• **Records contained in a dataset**
* start *
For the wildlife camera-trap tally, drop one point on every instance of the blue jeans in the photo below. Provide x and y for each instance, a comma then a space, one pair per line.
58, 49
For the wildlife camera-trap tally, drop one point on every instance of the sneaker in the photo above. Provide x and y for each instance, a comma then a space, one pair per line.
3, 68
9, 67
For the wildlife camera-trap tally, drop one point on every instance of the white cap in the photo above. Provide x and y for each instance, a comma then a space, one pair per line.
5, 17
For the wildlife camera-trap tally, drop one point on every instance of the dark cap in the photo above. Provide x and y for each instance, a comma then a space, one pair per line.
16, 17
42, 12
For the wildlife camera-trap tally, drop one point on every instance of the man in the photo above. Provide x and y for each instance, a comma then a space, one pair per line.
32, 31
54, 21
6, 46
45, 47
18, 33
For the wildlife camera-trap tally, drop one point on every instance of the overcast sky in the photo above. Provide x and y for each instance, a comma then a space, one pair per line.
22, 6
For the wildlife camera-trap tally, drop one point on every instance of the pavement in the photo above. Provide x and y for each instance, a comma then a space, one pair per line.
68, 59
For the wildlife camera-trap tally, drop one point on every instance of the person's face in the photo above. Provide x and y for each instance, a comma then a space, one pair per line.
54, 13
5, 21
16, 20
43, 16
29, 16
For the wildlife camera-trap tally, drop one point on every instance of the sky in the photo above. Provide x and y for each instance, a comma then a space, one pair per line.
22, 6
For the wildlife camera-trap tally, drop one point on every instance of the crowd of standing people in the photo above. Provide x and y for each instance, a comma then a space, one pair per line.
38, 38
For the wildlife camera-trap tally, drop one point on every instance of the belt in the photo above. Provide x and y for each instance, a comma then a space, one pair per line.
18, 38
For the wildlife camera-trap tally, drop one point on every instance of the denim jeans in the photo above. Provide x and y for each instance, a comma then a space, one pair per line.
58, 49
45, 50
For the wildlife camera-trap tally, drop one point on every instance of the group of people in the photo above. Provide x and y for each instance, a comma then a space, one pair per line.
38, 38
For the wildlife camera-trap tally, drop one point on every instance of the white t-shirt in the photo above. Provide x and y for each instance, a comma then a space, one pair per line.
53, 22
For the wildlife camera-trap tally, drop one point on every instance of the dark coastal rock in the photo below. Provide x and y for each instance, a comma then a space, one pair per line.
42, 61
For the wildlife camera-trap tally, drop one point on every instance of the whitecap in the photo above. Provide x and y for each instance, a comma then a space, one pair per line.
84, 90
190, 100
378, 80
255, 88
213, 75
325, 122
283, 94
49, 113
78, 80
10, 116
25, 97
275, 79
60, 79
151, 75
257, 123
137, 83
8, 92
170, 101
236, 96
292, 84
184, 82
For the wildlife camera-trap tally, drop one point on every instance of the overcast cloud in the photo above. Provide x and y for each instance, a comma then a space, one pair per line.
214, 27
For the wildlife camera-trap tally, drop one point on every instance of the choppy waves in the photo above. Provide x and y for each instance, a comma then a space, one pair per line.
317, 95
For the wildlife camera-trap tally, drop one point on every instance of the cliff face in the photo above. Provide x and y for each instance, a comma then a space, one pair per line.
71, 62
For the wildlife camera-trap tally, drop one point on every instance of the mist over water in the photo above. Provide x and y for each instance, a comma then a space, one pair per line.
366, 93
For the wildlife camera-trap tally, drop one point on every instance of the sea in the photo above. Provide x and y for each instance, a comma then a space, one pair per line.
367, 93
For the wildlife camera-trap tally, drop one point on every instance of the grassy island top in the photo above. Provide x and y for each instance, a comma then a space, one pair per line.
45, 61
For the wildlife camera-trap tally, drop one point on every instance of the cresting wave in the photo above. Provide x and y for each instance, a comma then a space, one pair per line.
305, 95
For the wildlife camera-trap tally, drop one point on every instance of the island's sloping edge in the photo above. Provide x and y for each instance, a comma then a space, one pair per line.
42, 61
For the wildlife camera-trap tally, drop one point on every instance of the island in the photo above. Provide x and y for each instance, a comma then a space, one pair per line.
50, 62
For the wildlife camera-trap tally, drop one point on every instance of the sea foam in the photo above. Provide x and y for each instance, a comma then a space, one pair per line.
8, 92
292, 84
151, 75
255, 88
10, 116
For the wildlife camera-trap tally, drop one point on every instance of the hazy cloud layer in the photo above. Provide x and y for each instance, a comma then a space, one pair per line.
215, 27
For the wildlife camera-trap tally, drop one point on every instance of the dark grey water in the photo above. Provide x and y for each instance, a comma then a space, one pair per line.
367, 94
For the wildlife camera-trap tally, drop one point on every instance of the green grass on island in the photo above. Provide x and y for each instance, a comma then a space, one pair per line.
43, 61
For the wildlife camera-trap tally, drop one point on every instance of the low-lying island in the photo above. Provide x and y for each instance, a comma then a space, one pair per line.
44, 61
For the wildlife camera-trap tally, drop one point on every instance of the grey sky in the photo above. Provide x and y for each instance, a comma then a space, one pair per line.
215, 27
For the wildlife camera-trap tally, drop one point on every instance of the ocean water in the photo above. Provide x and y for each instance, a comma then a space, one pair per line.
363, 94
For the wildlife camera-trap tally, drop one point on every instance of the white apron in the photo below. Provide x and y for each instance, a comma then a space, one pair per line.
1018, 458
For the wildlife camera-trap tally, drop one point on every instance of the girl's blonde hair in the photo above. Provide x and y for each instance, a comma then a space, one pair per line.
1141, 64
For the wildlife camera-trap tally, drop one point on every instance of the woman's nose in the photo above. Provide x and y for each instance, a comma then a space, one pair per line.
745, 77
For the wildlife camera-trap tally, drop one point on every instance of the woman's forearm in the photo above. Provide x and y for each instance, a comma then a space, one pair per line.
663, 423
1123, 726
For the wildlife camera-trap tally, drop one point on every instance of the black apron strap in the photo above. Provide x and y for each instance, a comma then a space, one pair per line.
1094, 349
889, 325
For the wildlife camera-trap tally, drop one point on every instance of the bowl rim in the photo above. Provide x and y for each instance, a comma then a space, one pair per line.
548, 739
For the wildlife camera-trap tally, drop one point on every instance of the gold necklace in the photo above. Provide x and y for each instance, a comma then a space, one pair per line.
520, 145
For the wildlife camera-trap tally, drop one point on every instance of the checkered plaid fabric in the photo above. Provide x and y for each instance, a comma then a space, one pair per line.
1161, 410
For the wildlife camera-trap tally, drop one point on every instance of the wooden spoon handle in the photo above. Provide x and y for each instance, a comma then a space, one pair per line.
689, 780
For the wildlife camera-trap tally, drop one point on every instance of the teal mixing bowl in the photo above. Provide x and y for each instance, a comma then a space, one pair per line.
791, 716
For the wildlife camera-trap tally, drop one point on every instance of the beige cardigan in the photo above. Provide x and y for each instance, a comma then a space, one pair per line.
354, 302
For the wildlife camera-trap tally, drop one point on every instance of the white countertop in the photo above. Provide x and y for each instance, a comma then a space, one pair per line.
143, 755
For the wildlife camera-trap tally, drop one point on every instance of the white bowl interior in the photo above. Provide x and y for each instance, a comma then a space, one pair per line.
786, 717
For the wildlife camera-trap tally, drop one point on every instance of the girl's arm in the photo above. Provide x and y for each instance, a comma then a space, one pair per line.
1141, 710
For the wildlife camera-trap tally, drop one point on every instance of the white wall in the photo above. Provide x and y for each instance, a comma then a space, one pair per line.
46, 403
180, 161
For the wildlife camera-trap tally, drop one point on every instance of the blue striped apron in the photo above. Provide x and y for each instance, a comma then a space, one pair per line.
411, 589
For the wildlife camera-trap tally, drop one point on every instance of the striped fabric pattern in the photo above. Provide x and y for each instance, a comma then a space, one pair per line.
* end *
• **JOB**
Take the entries above and transcribe them in full.

• **ANSWER FOR THE TASK**
For the wildlife camera-trap tally, drop one point on every instance of the blue jeans in the photo below. Provide x and y for each instance, a comma then a space, one pair per line.
58, 49
For the wildlife camera-trap tally, drop one point on every instance of the sneaker in the photo above. Provide x and y for each instance, a comma then a space, one pair per line.
3, 68
9, 67
For the wildlife camera-trap tally, drop one point on every instance of the white cap in the photo above. Provide x and y for each instance, a comma then a space, one pair per line.
5, 17
For the wildlife camera-trap tally, drop one point on every instance of the dark cap in the photo above. Provide x and y for each instance, a comma then a space, one pair per line.
16, 17
42, 12
For the wildlife camera-trap tally, drop one point on every instance of the man in the photo above. Provide x and y for each instance, a comma then a space, one pair per line.
32, 31
54, 21
6, 46
45, 47
18, 33
For the wildlife camera-trap tally, drop one point on every instance of the overcast sky in the photo above. Provide x and y for each instance, a comma then a space, one pair per line.
22, 6
For the wildlife camera-trap tally, drop one point on every instance of the pavement in the photo above. Provide x and y for each instance, a comma then a space, one pair per line.
68, 59
For the wildlife camera-trap tally, drop one point on every instance of the person's face in the photo above. Provide x and y for each instance, a comma then a space, one pair per line.
54, 13
5, 21
16, 20
43, 16
29, 16
For the wildlife camera-trap tally, drop one point on every instance of the sky in the photo above. Provide x and y for each instance, a comma then a space, one pair per line.
22, 6
For the wildlife camera-trap tally, drop one point on every instance of the crowd of standing people in the photo above. Provide x and y for each instance, a comma then a space, one pair per line.
38, 38
For the wildlife camera-trap tally, drop one point on every instance of the belt in the photo above. Provide x and y for each instance, a comma then a space, one pair per line.
18, 38
For the wildlife camera-trap tally, drop one point on every instance of the denim jeans in the photo above. Provide x and y for each instance, a comma then a space, one pair per line.
58, 49
45, 50
For the wildlife camera-trap tally, drop one point on every instance of the group of people in the photo above. Provide x and y for each instance, a comma then a space, one pair per line.
38, 38
For the wildlife camera-trap tally, drop one point on every instance of the white t-shirt in the photo above. Provide x and y for each instance, a comma then a space, one pair per line.
53, 22
For the wildlife camera-trap tally, drop one point on every instance of the dark coastal rock in the photo below. Provide x and y for each instance, a comma then a space, one pair per line.
42, 61
For the wildlife camera-trap tally, drop one point on every instance of the whitecap in the photo above. Provide x and y for each instance, a comma then a space, one pair per line.
84, 90
190, 100
378, 80
255, 88
213, 75
325, 122
283, 94
49, 113
78, 80
10, 116
25, 97
275, 79
60, 79
151, 75
257, 123
137, 83
8, 92
170, 101
236, 96
292, 84
184, 82
For the wildlife camera-trap tally, drop one point on every instance of the overcast cloud in the photo above. Provide x and y for each instance, a comma then a space, one pair per line.
214, 27
For the wildlife camera-trap tally, drop one point on every instance of the choppy waves in the photo above. Provide x and y for each instance, a comma then a space, one pair per line.
317, 95
For the wildlife camera-trap tally, drop one point on every instance of the cliff face in the photo above. Provide x and y for each instance, a comma then a space, one pair per line.
71, 62
For the wildlife camera-trap tally, drop one point on every instance of the mist over water in the photo above. Provide x and y for each instance, a comma then a space, one pair per line.
366, 93
For the wildlife camera-trap tally, drop one point on every instance of the sea in the photo above. Provide x and y for each instance, a comma then a space, one pair per line.
367, 93
For the wildlife camera-trap tally, drop one point on every instance of the grassy island top in the photo above. Provide x and y for each instance, a comma then a space, one pair per line.
45, 61
For the wildlife camera-trap tally, drop one point on every instance of the cresting wave in the photo above. Provide x and y for each instance, a comma then a space, one pair per line.
305, 95
For the wildlife camera-trap tally, drop one point on every instance of the island's sloping edge in the photo above. Provide x and y for each instance, a comma then a space, one pair per line.
42, 61
For the wildlife camera-trap tally, drop one point on every instance of the island in the photo above. Provide x and y for each instance, a comma then a space, one pair per line.
50, 62
For the wildlife camera-trap tally, drop one point on every instance of the sea foam in the photo above. Provide x and y for each instance, a comma then a space, one pair per line.
8, 92
292, 84
151, 75
255, 88
10, 116
For the wildlife camera-trap tally, drop one point on every instance of the hazy cloud layer in the photo above. Provide x and y for each instance, a comma then a space, one pair per line.
215, 27
For the wildlife camera-trap tally, drop one point on every instance of the dark grey water in the photo above. Provide x and y for each instance, a comma then a space, one pair per line.
367, 94
For the wildlife camera-trap tally, drop one point on every instance of the green grass on island in the photo above. Provide x and y for each instance, a comma then a space, one pair per line.
43, 61
For the wildlife camera-trap tally, drop one point on every instance of the low-lying island in the photo above. Provide x and y for each instance, a comma then a space, one pair per line.
44, 61
For the wildlife camera-trap tally, drop one point on every instance of the grey sky in the photo above. Provide x and y for each instance, a comma then a space, one pair per line.
215, 27
For the wildlife camera-trap tally, drop one point on every instance of the ocean water in the photo above. Provide x and y for each instance, a comma then a space, one pair per line.
363, 94
For the wildlife camera-trap tally, drop one point on every instance of the white apron in the photo below. Provide x and y for each instance, a comma then a space, one pair per line.
1018, 458
For the wildlife camera-trap tally, drop one point on every instance of the girl's blonde hair in the photo above. Provide x and y for each instance, a comma then a space, one pair per line.
1141, 64
For the wildlife camera-trap tally, drop one point on every instance of the woman's nose in the photo above. Provide x and y for each instance, a comma then a space, one pair per line.
745, 77
For the wildlife camera-trap tally, drop one point on every instance of the woman's forearm in the photo above. Provide x and y for each instance, a comma then a space, one pair per line.
663, 423
1123, 726
For the wildlife camera-trap tally, drop one point on every instance of the black apron strap in the photo above. Provide x and y for each instance, a comma then a space, one pair per line.
1094, 349
889, 325
For the wildlife camera-trap tally, drop one point on every instance of the bowl rim in the photo above. Provide x and y for each instance, a comma then a space, one pair per line.
548, 739
For the wildlife camera-trap tally, drop one point on every instance of the gold necklace in the photo above. Provide x and y for each instance, a comma then a space, one pair per line.
520, 145
For the wildlife camera-trap tally, drop one point on every instance of the checkered plaid fabric in the photo above. Provide x and y for each instance, a comma then a space, one pair per line.
1161, 410
For the wildlife camera-trap tally, drop one point on every instance of the wooden spoon handle in the photo above. Provide x and y for each instance, a comma then a space, one pair per line.
689, 780
For the wildlife camera-trap tally, drop one point on every instance of the teal mixing bowl in the photo above. Provide x and y for each instance, a comma then a space, one pair per line.
791, 716
For the wildlife camera-trap tally, drop one point on every instance of the beige cardigan in the photo above. Provide x and y for each instance, a comma then a space, one pair per line.
354, 302
For the wildlife camera-trap tally, drop one point on every instance of the white countertop in the photo above. Provide x and y for each instance, a comma then a space, one pair per line.
143, 755
For the wildlife camera-trap tally, drop one point on every instance of the white bowl interior in the photo above. Provide x and y for each instance, a comma then a space, one pair per line.
786, 717
For the wildlife camera-trap tally, drop one point on every instance of the girl's arm in the photo above. Provide x and y for each instance, a comma then a space, one pair per line.
1141, 710
For the wildlife camera-trap tally, drop one point on every instance of the white wall in the photo above. Provide x and y for each instance, a comma then a space, one pair per line.
46, 403
180, 161
For the wildlife camera-trap tally, drop one point on every instance of the blue striped apron in the photo above. Provide x and y for each instance, a comma then a space, one pair per line.
411, 589
For the wildlife camera-trap tally, drop one point on every instance of the striped fabric pattern in the photo above. Provide x and y for each instance, a comma then a space, one pair per line.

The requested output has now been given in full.